*Records for this task*:

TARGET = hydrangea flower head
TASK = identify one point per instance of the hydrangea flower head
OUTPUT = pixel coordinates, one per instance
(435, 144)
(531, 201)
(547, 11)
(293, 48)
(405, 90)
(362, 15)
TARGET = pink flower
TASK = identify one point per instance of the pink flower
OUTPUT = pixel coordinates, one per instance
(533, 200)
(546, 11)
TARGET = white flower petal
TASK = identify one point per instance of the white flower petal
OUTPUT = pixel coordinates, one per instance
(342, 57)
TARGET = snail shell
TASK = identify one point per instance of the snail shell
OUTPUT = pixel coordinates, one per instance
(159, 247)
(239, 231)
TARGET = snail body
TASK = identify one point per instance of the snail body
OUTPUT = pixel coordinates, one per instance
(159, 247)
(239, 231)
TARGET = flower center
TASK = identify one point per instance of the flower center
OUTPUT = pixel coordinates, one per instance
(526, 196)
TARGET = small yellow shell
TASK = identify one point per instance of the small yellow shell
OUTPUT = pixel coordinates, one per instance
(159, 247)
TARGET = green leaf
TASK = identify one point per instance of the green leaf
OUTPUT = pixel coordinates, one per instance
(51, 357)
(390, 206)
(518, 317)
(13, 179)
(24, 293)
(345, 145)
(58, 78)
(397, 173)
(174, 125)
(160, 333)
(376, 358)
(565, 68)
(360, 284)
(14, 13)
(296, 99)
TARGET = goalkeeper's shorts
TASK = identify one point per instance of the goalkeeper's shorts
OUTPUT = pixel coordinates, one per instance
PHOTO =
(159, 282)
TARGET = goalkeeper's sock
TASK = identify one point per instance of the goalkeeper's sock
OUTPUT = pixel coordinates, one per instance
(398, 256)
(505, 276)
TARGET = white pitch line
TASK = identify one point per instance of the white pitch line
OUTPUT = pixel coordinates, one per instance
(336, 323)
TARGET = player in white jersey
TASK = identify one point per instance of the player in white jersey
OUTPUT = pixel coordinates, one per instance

*Aim of the exercise*: Extract each line of the listing above, copying it word for word.

*Complete answer*:
TARGET = hydrangea flower head
TASK = identify one point per instance of the hydrangea flower head
OUTPUT = pixel coordinates, one per instance
(435, 144)
(531, 201)
(547, 11)
(293, 48)
(405, 90)
(362, 15)
TARGET = pink flower
TASK = identify one point per instance of the pink flower
OUTPUT = pixel coordinates, one per instance
(533, 200)
(546, 11)
TARGET = white flower petal
TASK = identify one point per instance of the white flower petal
OUTPUT = pixel coordinates, one per instance
(342, 57)
TARGET = snail shell
TASK = identify one point per instance of the snail shell
OUTPUT = pixel coordinates, one per instance
(159, 247)
(239, 231)
TARGET = snail body
TASK = identify one point per instance of the snail body
OUTPUT = pixel coordinates, one per instance
(159, 247)
(239, 231)
TARGET = flower center
TASK = identify one point per instance of the flower center
OUTPUT = pixel coordinates, one per instance
(526, 196)
TARGET = small yellow shell
TASK = identify one point per instance of the small yellow shell
OUTPUT = pixel coordinates, one per instance
(159, 247)
TARGET = green leaf
TASK = identify one point per instance of the green leaf
OUTPUT = pixel coordinates, one per instance
(51, 357)
(390, 206)
(518, 317)
(13, 179)
(24, 293)
(345, 145)
(58, 78)
(397, 173)
(174, 125)
(160, 333)
(376, 358)
(565, 68)
(360, 284)
(14, 13)
(296, 99)
TARGET = goalkeeper's shorts
TASK = identify one point per instance of the goalkeeper's shorts
OUTPUT = pixel coordinates, one per instance
PHOTO =
(159, 282)
TARGET = goalkeeper's sock
TASK = identify one point per instance of the goalkeeper's sock
OUTPUT = pixel coordinates, one per instance
(398, 256)
(505, 276)
TARGET = white pitch line
TASK = identify one point per instance of the white pitch line
OUTPUT = pixel coordinates, one per instance
(336, 323)
TARGET = player in white jersey
TASK = identify one point per instance of the player in white jersey
OUTPUT = pixel coordinates, one per instance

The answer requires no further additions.